_STATED PROBLEM_:
Pictures in the listing should not be copied. Reproduce, word for word, each line from the one holding "One point belongs on each instance of the lit" through the final line.

_EXERCISE DATA_:
+++
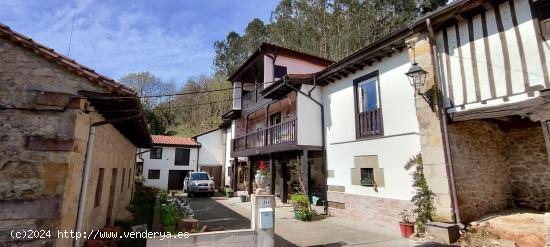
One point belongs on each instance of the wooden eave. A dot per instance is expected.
(112, 108)
(395, 41)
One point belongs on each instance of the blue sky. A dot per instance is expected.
(171, 38)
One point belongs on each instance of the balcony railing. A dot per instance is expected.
(370, 123)
(273, 135)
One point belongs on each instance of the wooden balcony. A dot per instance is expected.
(273, 138)
(369, 123)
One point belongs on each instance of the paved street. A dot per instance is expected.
(221, 213)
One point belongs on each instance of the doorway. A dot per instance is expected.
(215, 172)
(175, 179)
(112, 190)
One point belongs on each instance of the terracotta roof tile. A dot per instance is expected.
(174, 140)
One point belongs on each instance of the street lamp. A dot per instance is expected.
(417, 78)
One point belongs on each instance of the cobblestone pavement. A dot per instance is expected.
(220, 212)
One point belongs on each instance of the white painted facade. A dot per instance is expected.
(212, 149)
(401, 139)
(165, 164)
(490, 71)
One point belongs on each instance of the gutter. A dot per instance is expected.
(323, 139)
(86, 172)
(444, 127)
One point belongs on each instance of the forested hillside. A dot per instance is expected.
(327, 28)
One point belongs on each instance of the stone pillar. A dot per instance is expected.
(431, 137)
(264, 237)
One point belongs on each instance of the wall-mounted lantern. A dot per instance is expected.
(417, 78)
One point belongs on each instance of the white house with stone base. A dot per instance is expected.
(165, 165)
(212, 154)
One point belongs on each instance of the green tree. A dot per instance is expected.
(146, 84)
(327, 28)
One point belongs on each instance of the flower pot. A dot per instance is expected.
(406, 229)
(262, 181)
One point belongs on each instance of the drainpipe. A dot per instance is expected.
(444, 127)
(308, 95)
(86, 172)
(84, 187)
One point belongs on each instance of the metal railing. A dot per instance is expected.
(370, 123)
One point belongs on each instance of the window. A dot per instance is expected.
(542, 12)
(156, 153)
(182, 157)
(367, 177)
(122, 181)
(153, 174)
(367, 101)
(279, 71)
(98, 188)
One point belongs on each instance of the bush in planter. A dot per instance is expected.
(423, 197)
(170, 216)
(229, 192)
(302, 209)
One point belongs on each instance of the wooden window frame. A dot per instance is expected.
(153, 170)
(188, 157)
(155, 157)
(356, 82)
(279, 71)
(361, 175)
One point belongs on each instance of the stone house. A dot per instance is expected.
(68, 143)
(273, 125)
(478, 118)
(166, 164)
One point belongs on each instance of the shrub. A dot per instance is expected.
(423, 196)
(170, 216)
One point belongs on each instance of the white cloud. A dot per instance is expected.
(115, 38)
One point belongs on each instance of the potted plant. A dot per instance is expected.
(302, 210)
(170, 216)
(406, 225)
(229, 192)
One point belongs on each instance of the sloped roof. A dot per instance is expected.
(174, 141)
(268, 47)
(120, 106)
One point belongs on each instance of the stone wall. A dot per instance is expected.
(431, 139)
(499, 165)
(527, 160)
(377, 211)
(481, 175)
(43, 135)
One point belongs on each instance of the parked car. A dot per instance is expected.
(198, 183)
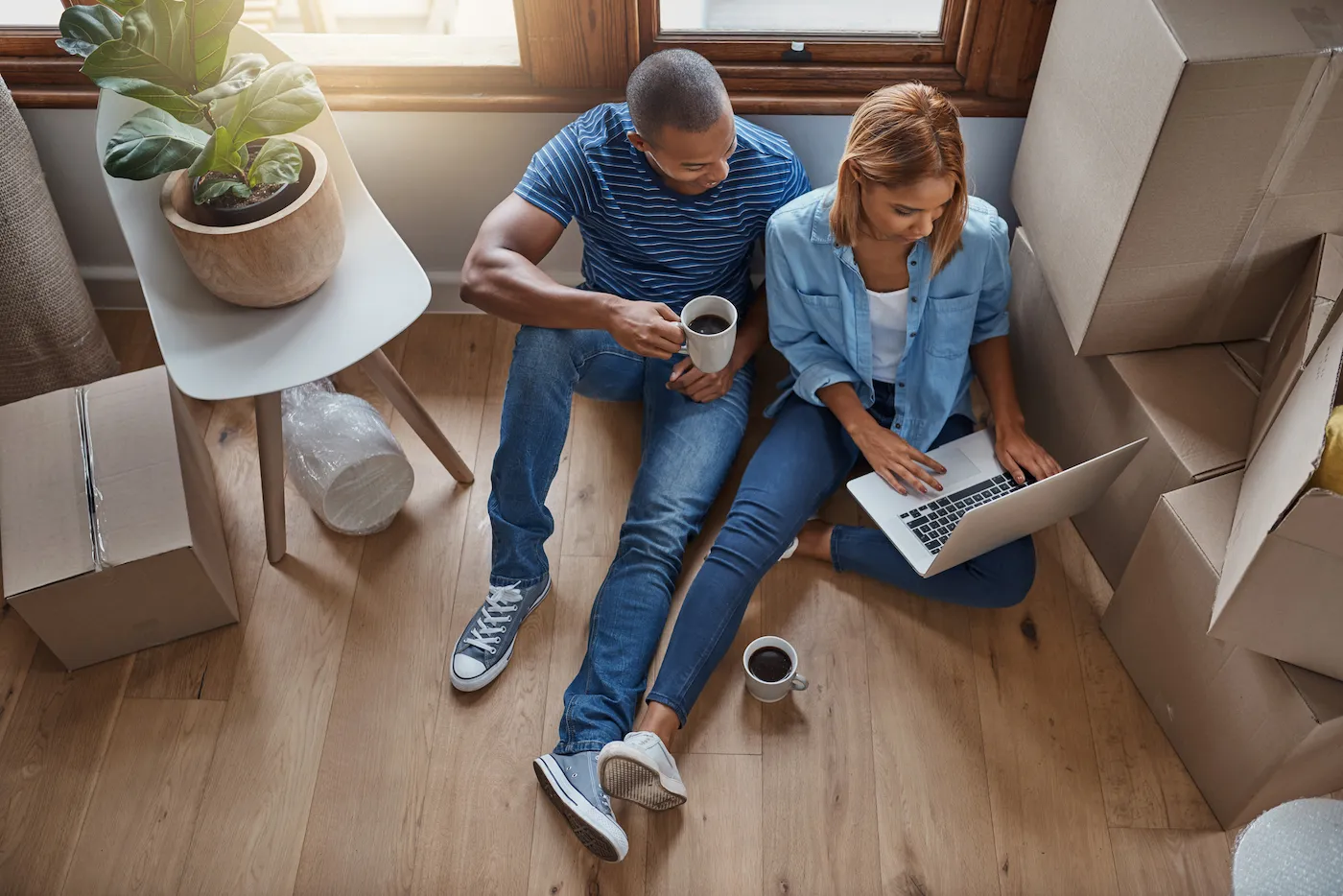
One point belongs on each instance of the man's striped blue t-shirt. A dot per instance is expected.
(642, 239)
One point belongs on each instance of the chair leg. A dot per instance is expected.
(271, 448)
(389, 382)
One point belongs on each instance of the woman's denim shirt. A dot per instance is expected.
(819, 319)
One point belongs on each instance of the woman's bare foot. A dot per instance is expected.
(661, 720)
(814, 540)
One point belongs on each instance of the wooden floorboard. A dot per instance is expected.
(933, 815)
(318, 745)
(365, 819)
(485, 741)
(51, 755)
(714, 844)
(254, 815)
(138, 826)
(816, 758)
(1049, 814)
(1171, 862)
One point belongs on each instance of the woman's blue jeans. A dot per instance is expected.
(805, 459)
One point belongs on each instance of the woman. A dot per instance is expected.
(886, 292)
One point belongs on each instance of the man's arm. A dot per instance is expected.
(501, 277)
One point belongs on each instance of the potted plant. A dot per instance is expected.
(251, 204)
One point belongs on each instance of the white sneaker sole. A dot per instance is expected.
(628, 774)
(598, 833)
(497, 670)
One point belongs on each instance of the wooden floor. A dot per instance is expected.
(318, 747)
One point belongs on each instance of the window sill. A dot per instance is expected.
(530, 100)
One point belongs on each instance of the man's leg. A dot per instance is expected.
(802, 461)
(548, 366)
(688, 450)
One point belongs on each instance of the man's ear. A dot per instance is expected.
(640, 143)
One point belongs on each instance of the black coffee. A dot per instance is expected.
(769, 664)
(709, 324)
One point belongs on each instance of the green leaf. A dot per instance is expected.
(84, 29)
(277, 163)
(221, 153)
(282, 100)
(210, 23)
(212, 190)
(154, 47)
(238, 74)
(151, 144)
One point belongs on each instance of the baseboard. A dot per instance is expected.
(117, 286)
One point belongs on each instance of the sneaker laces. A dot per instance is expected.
(494, 617)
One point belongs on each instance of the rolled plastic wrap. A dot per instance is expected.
(342, 459)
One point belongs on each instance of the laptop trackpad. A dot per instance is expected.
(959, 468)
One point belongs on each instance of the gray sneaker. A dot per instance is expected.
(570, 782)
(486, 644)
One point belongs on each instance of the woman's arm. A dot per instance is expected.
(1016, 450)
(890, 457)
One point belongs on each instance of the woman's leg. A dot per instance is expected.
(1000, 578)
(801, 462)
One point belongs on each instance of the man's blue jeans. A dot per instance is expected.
(806, 457)
(688, 449)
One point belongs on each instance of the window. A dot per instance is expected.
(566, 56)
(838, 17)
(389, 33)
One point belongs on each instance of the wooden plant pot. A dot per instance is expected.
(275, 261)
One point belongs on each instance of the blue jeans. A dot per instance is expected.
(802, 461)
(688, 449)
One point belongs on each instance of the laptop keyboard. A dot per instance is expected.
(935, 522)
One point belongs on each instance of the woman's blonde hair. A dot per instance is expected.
(900, 136)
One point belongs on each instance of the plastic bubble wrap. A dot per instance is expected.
(342, 459)
(1292, 851)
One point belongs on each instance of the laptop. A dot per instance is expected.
(980, 507)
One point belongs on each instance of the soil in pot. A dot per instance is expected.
(265, 200)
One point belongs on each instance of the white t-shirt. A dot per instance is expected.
(889, 315)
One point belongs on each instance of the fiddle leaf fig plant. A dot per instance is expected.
(219, 117)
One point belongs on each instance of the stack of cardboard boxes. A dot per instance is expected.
(1179, 174)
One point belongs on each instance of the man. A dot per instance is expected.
(671, 192)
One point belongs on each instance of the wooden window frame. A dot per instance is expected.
(577, 53)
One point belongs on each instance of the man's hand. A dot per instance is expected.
(1018, 452)
(896, 461)
(698, 386)
(648, 328)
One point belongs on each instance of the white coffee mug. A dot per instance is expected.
(709, 352)
(772, 691)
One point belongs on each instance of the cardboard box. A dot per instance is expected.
(1282, 591)
(110, 537)
(1194, 405)
(1312, 311)
(1178, 161)
(1252, 731)
(1252, 358)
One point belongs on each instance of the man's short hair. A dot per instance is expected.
(674, 89)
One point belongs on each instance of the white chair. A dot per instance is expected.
(215, 351)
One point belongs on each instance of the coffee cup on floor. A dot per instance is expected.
(771, 667)
(711, 331)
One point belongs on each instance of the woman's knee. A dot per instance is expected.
(1010, 573)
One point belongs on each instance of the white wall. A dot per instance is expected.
(436, 177)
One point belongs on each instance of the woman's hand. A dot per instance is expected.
(896, 461)
(698, 386)
(1018, 452)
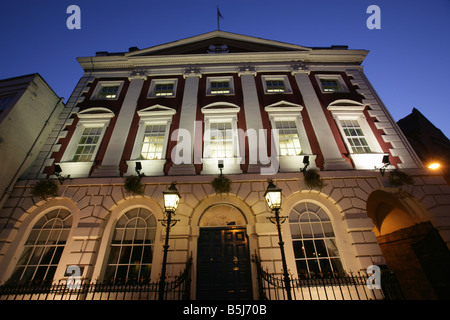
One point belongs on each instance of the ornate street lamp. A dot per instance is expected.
(273, 199)
(171, 200)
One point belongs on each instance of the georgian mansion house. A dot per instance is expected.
(246, 113)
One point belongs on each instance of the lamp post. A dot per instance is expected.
(171, 200)
(273, 199)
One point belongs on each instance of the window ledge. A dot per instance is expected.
(230, 165)
(367, 161)
(295, 163)
(149, 167)
(76, 169)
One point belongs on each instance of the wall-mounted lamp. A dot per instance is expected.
(434, 165)
(306, 163)
(220, 165)
(386, 163)
(138, 168)
(57, 172)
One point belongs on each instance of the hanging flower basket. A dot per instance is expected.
(221, 184)
(45, 189)
(313, 180)
(398, 178)
(134, 186)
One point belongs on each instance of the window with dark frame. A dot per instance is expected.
(275, 86)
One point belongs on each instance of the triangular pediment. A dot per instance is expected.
(217, 42)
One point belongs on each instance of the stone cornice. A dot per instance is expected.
(317, 56)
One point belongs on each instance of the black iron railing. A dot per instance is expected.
(178, 289)
(327, 287)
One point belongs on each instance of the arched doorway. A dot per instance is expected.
(223, 258)
(411, 246)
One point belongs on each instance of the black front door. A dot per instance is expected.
(223, 264)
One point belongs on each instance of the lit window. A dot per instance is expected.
(87, 144)
(154, 141)
(220, 87)
(275, 86)
(313, 240)
(164, 89)
(43, 249)
(288, 138)
(131, 251)
(330, 85)
(221, 140)
(355, 136)
(108, 92)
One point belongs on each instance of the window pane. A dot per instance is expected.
(87, 144)
(221, 140)
(43, 249)
(153, 142)
(275, 86)
(355, 137)
(108, 92)
(220, 87)
(131, 250)
(163, 89)
(288, 138)
(330, 85)
(315, 247)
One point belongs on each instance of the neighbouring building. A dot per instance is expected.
(253, 109)
(29, 110)
(430, 143)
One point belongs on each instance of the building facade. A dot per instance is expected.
(25, 102)
(260, 109)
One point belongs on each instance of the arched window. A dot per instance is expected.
(313, 240)
(131, 250)
(43, 249)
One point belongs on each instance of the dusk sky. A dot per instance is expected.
(408, 63)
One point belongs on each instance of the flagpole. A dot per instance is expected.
(218, 22)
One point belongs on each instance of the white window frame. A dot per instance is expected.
(287, 111)
(93, 117)
(284, 78)
(154, 115)
(353, 110)
(155, 82)
(228, 79)
(337, 77)
(221, 112)
(101, 84)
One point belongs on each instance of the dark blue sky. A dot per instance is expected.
(408, 63)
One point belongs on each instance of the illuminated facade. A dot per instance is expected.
(262, 109)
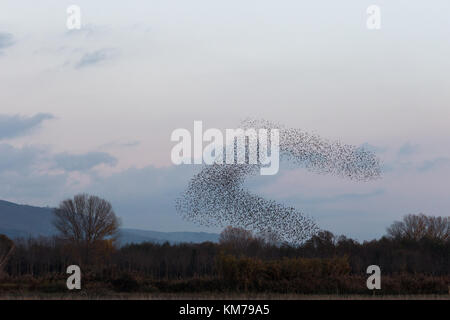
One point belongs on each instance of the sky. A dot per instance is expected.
(92, 110)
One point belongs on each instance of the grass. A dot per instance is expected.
(210, 296)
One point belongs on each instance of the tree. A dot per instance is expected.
(87, 222)
(416, 227)
(6, 248)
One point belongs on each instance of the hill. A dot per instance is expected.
(18, 220)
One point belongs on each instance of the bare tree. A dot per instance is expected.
(86, 221)
(416, 227)
(6, 248)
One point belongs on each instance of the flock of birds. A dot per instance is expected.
(216, 196)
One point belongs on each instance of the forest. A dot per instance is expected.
+++
_OUTPUT FOR THIS EXERCISE_:
One point belongs on each instance of the lit window. A dot per instance is expected.
(87, 144)
(154, 141)
(220, 87)
(275, 86)
(313, 240)
(164, 89)
(43, 249)
(288, 138)
(131, 251)
(330, 85)
(221, 140)
(355, 136)
(108, 92)
One point belongs on each instance of the window pane. A dot per instance is expected.
(87, 144)
(221, 140)
(43, 249)
(153, 142)
(275, 86)
(355, 137)
(108, 92)
(220, 87)
(131, 250)
(163, 89)
(288, 138)
(330, 85)
(315, 247)
One point belongs on each instance of the neighbouring building. A dot per instance is expected.
(253, 109)
(29, 110)
(430, 143)
One point belongs on each instance of the building facade. A dot per instance is expected.
(25, 102)
(260, 109)
One point belongs on each instance of the arched window. A dot per instance is expected.
(313, 240)
(131, 250)
(43, 249)
One point belongs on each instance of the dusk sky. A dot per instance is expected.
(408, 63)
One point belongs on each instance of the flagpole. A dot per instance is expected.
(218, 22)
One point belongs on each instance of the white window frame. A dot per instance is expected.
(287, 111)
(93, 117)
(284, 78)
(154, 115)
(353, 110)
(155, 82)
(228, 79)
(337, 77)
(221, 112)
(101, 84)
One point belongs on each instance of the dark blue sky. A dot per instance is expected.
(408, 63)
One point belongs on each instance of the illuminated facade. A dot per instance is expected.
(262, 109)
One point belongs on each instance of the sky. A dot per instance is expected.
(92, 110)
One point belongs on each instance of the grass. A dot per instance is expected.
(210, 296)
One point belongs on each instance of the tree. A dot per instance is expected.
(87, 222)
(416, 227)
(6, 248)
One point belongs on each instance of the hill. A dot per instance is expected.
(18, 220)
One point belongs on each instance of the bare tree. A dot per instance is expected.
(86, 221)
(416, 227)
(6, 248)
One point belongs on each instance of the flock of birds. A dot per instance is expected.
(216, 196)
One point belongs on each instance of the forest. A dot per instance is expected.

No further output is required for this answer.